Extrait proposé:
════════════════════
Avant de commencer, nous voudrions citer quelques lignes issues de la préface de Bernard Faÿ, traducteur du livre de Gertrude Stein, « Américains d’Amérique, histoire d’une famille américaine » en 1933 : « Le grain de ce livre est très fin, il a le velouté de la peau humaine et jamais il n’a l’aspect d’une peau d’âne ; point de grande doctrine ou de thèse, point de belles explications en trois points. Les forces qui poussent et portent ces individus sont toutes intérieures et toutes elles sont exprimées comme des réalités intérieures, gaies ou tristes, tragiques ou comiques ; toutes les explications sont données par le contour et le contour des paragraphes nous donne la clef des destins comme le contour d’un visage nous donne la clef d’un caractère. »

C’est effectivement de contours dont il est question dans cette exposition, de ces différents éléments textuels qui accompagnent la présentation d’une œuvre ou d’une exposition afin d’en éclaircir ou d’en expliciter les enjeux ou le sens. Si une exposition est constituée d’ œuvres, elle est aussi composée d’un ensemble de textes et de paratextes, de récits autorisés et apocryphes, de discours et de rumeurs qui viennent les décrire, les commenter, les développer.

Du communiqué de presse aux cartels, du carton d’invitation à l’audioguide, cette exposition explore les informations supplémentaires qui accompagnent habituellement l’expérience d’une œuvre et participent à sa médiation ou à son archive. Si ces textes sont généralement rédigés par les commissaires, les services de communication ou de médiation, ces informations sont ici pour la plupart des œuvres imaginées par des artistes.

C’est donc à ces différents éléments textuels, à leur usage et à leur détournement par les artistes auxquels nous allons nous intéresser, à travers un ensemble d’ œuvres, de textes et de gestes réunis pour le plaisir d’une visite ensemble. Autrement dit, une exposition racontée, mise à nue par ses contours même.

C’est ainsi que démarre la visite.

Le titre d’exposition

Dans un café, un ami vous parle d’une exposition intitulée « Les informations supplémentaires » qui doit ouvrir prochainement. Il vous dit que vous découvrirez bientôt pourquoi tout en vous expliquant qu’elle devait s’appeler :
« I have no information »

... d’après une œuvre intitulée « Show » Titles de Stefan Brüggemann, dont voici la description trouvée sur le site Internet www.showtitles.com : The Show Titles est une œuvre en cours de Stefan Brüggemann, consistant en titres d’expositions. Ils sont disponibles gratuitement. Utilisez-les comme vous le souhaitez. Il n’y a pas à demander d’autorisation, utilisez seulement les titres d’expositions et créditez-les comme une œuvre d’art (« Show Title, #XXX » par Stefan Brüggemann). Envoyez s’il vous plaît une copie du carton d’invitation et de tout le matériel imprimé à l’adresse suivante : Show Titles, Flat 3, 84 Blackfriars Road, SE1 8HA, London, UK.

Quelques jours plus tard, vous recevez le carton d’invitation dans votre boîte aux lettres.
════════════════════
Exercices à faire:
1. Répondez aux questions suivantes à partir du passage sur l'exposition.
(a) Qui a traduit le livre de Gertrude Stein cité au début, et en quelle année ?
(b) Selon l'ami rencontré au café, quel titre l'exposition devait-elle porter ?
(c) Par qui ces textes sont-ils généralement rédigés ?
2. Relevez tous les supports nommés dans la phrase du passage sur l'exposition qui commence par « Du communiqué de presse ».
3. Indiquez si chacune des affirmations suivantes est conforme au passage sur l'exposition, en répondant par oui ou par non et en citant les mots du passage qui le montrent.
(a) L'exposition s'intitule « Les informations supplémentaires ».
(b) Les titres d'expositions de Stefan Brüggemann sont payants.
(c) Dans cette exposition, la plupart des informations sont imaginées par les commissaires.
Les lignes ci-dessous proviennent d'une autre source.
════════════════════
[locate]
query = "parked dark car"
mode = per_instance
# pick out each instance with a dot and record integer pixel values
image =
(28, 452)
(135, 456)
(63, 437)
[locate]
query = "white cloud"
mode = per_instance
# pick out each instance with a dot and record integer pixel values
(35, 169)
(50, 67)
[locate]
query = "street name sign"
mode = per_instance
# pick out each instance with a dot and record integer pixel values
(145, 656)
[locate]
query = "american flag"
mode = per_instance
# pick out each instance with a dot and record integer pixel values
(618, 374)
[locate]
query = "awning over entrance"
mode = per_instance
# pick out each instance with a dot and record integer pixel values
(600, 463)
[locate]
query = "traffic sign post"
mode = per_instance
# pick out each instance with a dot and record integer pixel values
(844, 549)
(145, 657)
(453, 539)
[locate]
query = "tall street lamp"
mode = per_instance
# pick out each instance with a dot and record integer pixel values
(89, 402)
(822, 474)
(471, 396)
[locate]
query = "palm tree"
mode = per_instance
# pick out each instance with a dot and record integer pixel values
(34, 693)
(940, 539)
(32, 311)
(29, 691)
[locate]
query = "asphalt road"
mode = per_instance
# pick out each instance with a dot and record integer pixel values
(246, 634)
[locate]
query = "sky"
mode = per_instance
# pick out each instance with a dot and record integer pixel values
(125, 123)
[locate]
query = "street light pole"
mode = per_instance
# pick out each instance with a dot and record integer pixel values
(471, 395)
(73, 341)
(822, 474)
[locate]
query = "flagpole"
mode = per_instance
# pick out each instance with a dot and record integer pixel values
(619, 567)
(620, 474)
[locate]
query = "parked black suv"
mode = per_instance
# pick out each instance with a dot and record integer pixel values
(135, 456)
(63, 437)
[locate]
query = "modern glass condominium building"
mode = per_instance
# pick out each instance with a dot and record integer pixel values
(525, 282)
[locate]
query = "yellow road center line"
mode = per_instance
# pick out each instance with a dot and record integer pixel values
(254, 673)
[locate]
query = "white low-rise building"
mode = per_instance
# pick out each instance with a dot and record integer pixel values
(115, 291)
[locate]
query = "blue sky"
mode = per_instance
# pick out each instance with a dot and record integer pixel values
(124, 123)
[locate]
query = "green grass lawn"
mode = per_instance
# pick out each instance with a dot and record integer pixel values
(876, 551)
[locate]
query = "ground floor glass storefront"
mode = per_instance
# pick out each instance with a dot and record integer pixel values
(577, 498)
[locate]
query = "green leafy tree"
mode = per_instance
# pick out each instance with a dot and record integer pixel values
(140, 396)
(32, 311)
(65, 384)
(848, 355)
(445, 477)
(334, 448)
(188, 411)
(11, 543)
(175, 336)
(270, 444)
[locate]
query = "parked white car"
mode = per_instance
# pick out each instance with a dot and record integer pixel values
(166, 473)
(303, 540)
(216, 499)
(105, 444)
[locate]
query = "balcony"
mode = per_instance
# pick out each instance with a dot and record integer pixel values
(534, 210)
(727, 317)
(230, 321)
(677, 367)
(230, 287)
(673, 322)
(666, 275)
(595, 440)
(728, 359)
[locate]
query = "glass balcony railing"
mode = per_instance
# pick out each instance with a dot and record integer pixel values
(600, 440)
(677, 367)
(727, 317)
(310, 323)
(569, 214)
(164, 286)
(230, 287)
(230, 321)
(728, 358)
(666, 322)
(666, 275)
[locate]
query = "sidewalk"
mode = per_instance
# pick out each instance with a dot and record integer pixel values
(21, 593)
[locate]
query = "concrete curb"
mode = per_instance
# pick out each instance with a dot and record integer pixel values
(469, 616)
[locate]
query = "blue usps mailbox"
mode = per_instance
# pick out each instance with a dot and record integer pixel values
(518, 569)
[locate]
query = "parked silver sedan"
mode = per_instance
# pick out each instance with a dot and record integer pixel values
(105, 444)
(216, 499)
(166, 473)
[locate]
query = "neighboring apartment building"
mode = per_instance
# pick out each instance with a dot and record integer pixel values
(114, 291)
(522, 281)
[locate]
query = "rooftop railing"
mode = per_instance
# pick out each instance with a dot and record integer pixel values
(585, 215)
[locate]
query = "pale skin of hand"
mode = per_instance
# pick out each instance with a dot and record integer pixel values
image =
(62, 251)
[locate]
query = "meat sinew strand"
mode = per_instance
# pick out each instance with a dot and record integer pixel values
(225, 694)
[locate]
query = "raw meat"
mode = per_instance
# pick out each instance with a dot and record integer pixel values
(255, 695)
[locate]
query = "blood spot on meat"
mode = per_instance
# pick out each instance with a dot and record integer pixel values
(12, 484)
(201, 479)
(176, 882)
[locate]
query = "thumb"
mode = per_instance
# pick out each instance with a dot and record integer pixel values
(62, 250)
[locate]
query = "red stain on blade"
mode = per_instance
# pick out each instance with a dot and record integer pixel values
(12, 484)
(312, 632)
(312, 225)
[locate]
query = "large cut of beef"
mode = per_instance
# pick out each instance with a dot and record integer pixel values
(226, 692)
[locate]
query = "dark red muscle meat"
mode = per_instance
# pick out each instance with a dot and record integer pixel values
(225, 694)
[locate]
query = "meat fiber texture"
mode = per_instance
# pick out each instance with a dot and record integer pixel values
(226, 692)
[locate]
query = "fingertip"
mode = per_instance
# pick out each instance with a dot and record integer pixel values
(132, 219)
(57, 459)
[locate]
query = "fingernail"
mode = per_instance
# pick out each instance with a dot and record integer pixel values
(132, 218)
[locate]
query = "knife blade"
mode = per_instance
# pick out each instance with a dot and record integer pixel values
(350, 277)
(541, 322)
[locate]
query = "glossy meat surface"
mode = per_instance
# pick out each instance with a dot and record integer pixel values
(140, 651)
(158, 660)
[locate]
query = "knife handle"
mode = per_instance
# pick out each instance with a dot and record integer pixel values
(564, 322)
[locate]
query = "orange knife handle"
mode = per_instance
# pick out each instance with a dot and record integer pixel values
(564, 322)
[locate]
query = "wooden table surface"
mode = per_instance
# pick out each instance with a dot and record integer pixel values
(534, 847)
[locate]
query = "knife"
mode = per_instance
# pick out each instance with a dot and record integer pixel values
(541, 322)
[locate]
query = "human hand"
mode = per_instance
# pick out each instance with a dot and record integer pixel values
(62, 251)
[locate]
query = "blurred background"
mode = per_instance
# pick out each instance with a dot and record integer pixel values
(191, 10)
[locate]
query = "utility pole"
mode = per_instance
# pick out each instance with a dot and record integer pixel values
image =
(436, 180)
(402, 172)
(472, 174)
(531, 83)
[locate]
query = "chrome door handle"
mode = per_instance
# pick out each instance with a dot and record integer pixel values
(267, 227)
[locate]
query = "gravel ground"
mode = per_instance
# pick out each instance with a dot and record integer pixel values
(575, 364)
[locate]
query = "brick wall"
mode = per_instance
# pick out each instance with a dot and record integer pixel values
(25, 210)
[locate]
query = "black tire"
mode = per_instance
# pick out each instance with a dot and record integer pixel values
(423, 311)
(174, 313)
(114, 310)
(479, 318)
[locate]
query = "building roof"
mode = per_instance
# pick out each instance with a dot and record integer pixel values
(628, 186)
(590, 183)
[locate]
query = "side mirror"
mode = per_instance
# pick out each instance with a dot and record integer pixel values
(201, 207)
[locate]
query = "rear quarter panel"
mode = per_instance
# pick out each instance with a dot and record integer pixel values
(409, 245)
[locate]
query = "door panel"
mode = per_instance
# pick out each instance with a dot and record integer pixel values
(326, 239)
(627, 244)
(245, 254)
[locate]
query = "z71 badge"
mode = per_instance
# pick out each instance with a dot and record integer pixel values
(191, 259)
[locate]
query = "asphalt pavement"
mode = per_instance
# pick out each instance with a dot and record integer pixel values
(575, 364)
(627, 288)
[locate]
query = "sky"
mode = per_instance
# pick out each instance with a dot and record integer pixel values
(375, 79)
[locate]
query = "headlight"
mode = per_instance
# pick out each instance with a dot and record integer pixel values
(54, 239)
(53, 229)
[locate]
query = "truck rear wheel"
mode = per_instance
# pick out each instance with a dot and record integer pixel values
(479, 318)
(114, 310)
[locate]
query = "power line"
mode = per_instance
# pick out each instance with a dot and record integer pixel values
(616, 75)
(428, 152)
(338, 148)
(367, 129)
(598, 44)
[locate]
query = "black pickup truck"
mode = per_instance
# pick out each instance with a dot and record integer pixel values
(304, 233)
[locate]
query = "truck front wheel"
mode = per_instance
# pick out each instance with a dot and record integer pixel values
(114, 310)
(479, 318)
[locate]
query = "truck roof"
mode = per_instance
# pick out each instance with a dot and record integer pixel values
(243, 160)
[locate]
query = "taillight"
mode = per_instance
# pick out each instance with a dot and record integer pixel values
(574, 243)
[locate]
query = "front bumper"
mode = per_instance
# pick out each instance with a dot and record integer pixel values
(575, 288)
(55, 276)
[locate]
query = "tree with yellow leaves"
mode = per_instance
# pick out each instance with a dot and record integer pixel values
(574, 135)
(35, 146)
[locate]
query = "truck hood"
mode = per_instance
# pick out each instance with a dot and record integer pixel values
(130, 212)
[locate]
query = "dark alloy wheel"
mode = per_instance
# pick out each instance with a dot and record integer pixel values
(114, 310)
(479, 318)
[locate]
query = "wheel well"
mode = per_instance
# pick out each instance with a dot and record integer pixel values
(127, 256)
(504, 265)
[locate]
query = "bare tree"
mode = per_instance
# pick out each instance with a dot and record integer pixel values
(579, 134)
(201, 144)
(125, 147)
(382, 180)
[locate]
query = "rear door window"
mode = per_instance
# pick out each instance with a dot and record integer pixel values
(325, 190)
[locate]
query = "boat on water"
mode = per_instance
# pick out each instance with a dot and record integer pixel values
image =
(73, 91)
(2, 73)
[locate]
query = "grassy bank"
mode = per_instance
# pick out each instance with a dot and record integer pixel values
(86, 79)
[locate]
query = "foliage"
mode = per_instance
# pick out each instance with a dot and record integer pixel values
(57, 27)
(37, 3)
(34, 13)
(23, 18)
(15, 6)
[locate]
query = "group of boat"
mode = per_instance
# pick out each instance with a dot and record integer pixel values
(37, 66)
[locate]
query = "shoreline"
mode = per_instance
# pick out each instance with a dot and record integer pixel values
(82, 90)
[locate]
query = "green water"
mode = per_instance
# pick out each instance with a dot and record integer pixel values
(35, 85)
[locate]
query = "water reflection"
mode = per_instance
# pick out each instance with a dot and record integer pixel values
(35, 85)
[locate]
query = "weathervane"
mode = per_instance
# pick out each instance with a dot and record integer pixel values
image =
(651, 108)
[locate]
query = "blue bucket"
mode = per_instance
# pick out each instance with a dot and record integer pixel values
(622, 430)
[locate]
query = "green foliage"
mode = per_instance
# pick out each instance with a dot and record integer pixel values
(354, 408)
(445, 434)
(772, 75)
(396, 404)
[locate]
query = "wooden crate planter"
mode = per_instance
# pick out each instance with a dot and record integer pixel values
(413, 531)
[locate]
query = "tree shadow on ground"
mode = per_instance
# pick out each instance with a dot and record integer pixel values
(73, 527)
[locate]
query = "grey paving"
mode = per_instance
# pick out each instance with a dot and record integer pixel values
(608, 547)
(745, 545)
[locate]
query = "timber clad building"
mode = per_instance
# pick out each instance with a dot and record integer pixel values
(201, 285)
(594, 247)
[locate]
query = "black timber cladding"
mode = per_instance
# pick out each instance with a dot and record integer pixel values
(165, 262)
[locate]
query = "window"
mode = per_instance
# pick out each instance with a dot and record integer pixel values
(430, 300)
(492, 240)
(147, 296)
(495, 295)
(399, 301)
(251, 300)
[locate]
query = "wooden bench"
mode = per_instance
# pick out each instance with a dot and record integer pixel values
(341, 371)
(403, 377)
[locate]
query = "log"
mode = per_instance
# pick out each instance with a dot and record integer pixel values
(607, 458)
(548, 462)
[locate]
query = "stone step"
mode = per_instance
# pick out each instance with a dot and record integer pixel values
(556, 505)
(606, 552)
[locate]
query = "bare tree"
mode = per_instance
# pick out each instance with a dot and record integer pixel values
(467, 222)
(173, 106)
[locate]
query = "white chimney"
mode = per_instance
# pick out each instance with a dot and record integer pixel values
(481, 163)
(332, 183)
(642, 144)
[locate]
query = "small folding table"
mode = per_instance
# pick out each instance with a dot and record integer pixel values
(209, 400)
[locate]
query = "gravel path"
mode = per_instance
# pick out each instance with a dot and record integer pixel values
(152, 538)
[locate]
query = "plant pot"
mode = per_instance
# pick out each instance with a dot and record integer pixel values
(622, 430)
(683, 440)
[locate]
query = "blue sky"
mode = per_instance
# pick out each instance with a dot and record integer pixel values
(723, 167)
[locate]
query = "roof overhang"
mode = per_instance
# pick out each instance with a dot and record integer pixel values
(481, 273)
════════════════════
Corrigé:
1.
(a) Bernard Faÿ, en 1933.
(b) « I have no information ».
(c) Par les commissaires, les services de communication ou de médiation.

2. Le communiqué de presse, les cartels, le carton d'invitation, l'audioguide.

3.
(a) Oui : « une exposition intitulée « Les informations supplémentaires » ».
(b) Non : « Ils sont disponibles gratuitement. »
(c) Non : « ces informations sont ici pour la plupart des œuvres imaginées par des artistes ».